** START OF Records for this exercise **
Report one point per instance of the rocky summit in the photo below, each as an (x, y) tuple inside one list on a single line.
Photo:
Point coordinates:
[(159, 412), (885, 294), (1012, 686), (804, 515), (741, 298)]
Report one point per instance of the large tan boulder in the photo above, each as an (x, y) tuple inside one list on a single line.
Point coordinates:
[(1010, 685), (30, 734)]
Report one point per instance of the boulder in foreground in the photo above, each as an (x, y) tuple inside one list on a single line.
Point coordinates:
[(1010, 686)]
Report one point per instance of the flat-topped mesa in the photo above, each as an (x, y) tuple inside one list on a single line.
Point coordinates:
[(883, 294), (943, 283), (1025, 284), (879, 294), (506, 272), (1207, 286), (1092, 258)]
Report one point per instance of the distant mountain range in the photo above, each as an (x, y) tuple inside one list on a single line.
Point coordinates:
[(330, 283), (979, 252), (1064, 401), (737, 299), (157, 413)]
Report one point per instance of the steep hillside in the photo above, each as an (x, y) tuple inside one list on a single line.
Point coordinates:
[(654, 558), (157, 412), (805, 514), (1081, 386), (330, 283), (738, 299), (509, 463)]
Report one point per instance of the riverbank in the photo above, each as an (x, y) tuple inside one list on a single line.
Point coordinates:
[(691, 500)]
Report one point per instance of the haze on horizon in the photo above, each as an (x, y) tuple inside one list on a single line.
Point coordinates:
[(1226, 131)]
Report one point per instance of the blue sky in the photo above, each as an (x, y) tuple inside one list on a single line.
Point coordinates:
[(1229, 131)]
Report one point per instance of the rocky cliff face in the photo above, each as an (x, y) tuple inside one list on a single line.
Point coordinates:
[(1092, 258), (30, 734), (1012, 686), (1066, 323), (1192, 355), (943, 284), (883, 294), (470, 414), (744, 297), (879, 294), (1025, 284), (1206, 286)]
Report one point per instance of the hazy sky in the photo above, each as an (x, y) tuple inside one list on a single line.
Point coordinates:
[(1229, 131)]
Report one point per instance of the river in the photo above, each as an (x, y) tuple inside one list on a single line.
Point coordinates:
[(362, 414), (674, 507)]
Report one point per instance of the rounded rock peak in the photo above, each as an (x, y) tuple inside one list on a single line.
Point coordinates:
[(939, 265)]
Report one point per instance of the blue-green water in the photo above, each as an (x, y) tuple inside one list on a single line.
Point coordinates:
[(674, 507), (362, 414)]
** END OF Records for this exercise **
◆ What is expected ◆
Reproduce the stretch of the material from its start through the line containing "[(1010, 686)]", both ends included. Keep the requests unchanged, but scale every point coordinate in the answers by 0.65 and round each to a whole number, rounding halves up.

◆ Solution to this exercise ◆
Report one point per instance of the rocky summit in the photo below, each as an (x, y) tuple inside one list on a single line.
Photo:
Point coordinates:
[(103, 268), (575, 191), (658, 446), (523, 335), (482, 194)]
Report one point per instance of the large tan boulder in the photo above, each as an (x, y) tuple inside one list on a single line.
Point coordinates:
[(657, 445), (20, 477)]
Report one point per instance of the boulder in foreground in the photo above, each as an (x, y) tuple inside one list on a single line.
Point coordinates:
[(657, 446)]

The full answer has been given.